---------- SOURCE DATA
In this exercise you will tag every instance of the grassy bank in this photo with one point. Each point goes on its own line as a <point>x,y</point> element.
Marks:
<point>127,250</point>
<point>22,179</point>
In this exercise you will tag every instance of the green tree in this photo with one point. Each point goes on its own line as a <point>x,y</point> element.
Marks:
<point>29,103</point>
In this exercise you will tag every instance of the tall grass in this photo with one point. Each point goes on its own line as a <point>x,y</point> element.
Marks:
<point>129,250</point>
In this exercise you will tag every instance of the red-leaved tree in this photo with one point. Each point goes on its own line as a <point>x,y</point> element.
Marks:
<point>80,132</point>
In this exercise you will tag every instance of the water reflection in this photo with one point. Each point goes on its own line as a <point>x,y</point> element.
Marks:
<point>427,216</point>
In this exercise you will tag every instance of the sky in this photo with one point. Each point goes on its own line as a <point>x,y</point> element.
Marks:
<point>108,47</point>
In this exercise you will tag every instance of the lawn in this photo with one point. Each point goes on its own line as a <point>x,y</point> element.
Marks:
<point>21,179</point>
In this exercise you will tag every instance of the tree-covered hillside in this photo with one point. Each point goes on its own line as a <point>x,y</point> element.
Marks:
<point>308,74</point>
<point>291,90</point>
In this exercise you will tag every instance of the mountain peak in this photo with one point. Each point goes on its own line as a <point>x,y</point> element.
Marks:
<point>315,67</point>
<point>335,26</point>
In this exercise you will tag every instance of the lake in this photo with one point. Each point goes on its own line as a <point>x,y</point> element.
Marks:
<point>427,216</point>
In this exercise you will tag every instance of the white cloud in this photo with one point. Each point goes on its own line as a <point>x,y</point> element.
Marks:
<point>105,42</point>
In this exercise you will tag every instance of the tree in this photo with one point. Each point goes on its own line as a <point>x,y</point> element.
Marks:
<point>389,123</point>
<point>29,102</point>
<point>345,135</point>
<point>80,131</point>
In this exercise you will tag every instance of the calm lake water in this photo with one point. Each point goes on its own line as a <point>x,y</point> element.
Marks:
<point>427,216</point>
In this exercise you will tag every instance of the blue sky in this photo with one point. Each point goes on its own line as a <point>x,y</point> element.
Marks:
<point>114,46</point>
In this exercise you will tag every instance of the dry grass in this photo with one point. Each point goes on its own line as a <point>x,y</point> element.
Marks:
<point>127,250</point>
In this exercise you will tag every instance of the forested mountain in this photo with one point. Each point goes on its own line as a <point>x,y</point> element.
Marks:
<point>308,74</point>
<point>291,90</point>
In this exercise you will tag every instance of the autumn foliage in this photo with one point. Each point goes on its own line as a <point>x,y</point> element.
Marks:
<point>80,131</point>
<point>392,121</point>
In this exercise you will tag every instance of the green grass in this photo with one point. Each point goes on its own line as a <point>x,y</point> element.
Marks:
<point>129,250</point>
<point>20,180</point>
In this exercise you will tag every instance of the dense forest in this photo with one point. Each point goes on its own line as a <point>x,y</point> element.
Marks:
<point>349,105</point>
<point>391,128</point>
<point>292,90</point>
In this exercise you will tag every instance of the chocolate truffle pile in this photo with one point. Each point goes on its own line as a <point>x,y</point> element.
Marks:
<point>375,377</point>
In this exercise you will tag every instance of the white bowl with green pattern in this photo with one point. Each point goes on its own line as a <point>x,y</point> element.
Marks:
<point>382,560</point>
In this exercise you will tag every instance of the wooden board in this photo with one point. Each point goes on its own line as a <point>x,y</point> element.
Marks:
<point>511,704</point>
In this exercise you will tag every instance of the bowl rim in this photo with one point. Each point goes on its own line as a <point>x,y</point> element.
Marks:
--------------------
[INSTRUCTIONS FOR THE TASK] The answer is the full data, repeated exactly as shown.

[EXERCISE RESULT]
In this exercise you will tag every instance of the grassy bank in this photo with one point. Each point goes on its own line as a <point>x,y</point> element.
Marks:
<point>127,250</point>
<point>22,179</point>
In this exercise you will tag every instance of the green tree in this photo with one point. Each point goes on its own line as a <point>x,y</point> element.
Marks:
<point>29,103</point>
In this exercise you will tag every instance of the tall grass in this photo with one point. Each point goes on its own line as a <point>x,y</point> element.
Marks:
<point>129,250</point>
In this exercise you will tag every instance of the red-leaved tree in this photo with one point. Each point goes on its own line as a <point>x,y</point> element.
Marks:
<point>80,132</point>
In this exercise you will tag every instance of the water reflection in this photo with one point. Each point goes on its own line as a <point>x,y</point> element.
Marks:
<point>427,216</point>
In this exercise you will tag every instance of the sky in this photo with one point. Each point goes on its own line as a <point>x,y</point> element.
Marks:
<point>108,47</point>
In this exercise you will tag every instance of the lawn in this photo with one point. Each point goes on its own line as a <point>x,y</point> element.
Marks:
<point>21,179</point>
In this exercise you will tag every instance of the tree-covered hillside in this photo with one point. Each point goes on its own line as a <point>x,y</point> element.
Marks:
<point>308,74</point>
<point>291,90</point>
In this exercise you will tag every instance of the mountain peak in this photo with one point. Each point goes on its own line as a <point>x,y</point> element.
Marks:
<point>315,67</point>
<point>335,26</point>
In this exercise you will tag every instance of the lake in this photo with one point. Each point goes on its own line as a <point>x,y</point> element.
Marks:
<point>427,216</point>
In this exercise you will tag every instance of the white cloud in this photo with one point. Each point goes on its own line as a <point>x,y</point> element.
Marks:
<point>105,42</point>
In this exercise you will tag every instance of the tree in this photo with one point. Each point goes on its own line as a <point>x,y</point> element.
Marks:
<point>389,123</point>
<point>29,102</point>
<point>345,135</point>
<point>80,131</point>
In this exercise you will tag every instance of the calm lake water in this photo with one point. Each point goes on its own line as a <point>x,y</point> element.
Marks:
<point>427,216</point>
In this exercise you will tag every instance of the blue sky in this photo with one point. Each point goes on its own line as a <point>x,y</point> element.
Marks:
<point>114,46</point>
In this exercise you will tag every instance of the dry grass in this photo with one point. Each point goes on its own line as a <point>x,y</point> element.
Marks:
<point>127,250</point>
In this exercise you will tag every instance of the forested mountain in this photo with one point. Each point goes on its own line as a <point>x,y</point> element.
Marks:
<point>308,74</point>
<point>291,90</point>
In this exercise you will tag every instance of the autumn foliage in this photo with one point. Each point goes on its own line as a <point>x,y</point> element.
Marks:
<point>80,131</point>
<point>392,121</point>
In this exercise you will tag every instance of the green grass in this photo with one point. Each point goes on its own line as a <point>x,y</point> element.
Marks:
<point>129,250</point>
<point>20,180</point>
In this exercise you will tag every instance of the dense forest in this photo with one point. Each point goes on its own line as a <point>x,y</point> element.
Marks:
<point>349,105</point>
<point>391,128</point>
<point>292,90</point>
In this exercise you will tag every instance of the chocolate truffle pile in this photo with one point. Each point goes on its own line as a <point>x,y</point> element.
Marks:
<point>375,377</point>
In this exercise you will tag every instance of the white bowl with green pattern in this photo with one point. Each point goes on its own line as a <point>x,y</point> element.
Marks:
<point>382,560</point>
In this exercise you will tag every instance of the wooden board in this photo with one point. Each point goes on its own line as a <point>x,y</point> element.
Marks:
<point>511,704</point>
In this exercise you will tag every instance of the bowl rim in this photo with one point. Each point goes on its own line as a <point>x,y</point> element.
Marks:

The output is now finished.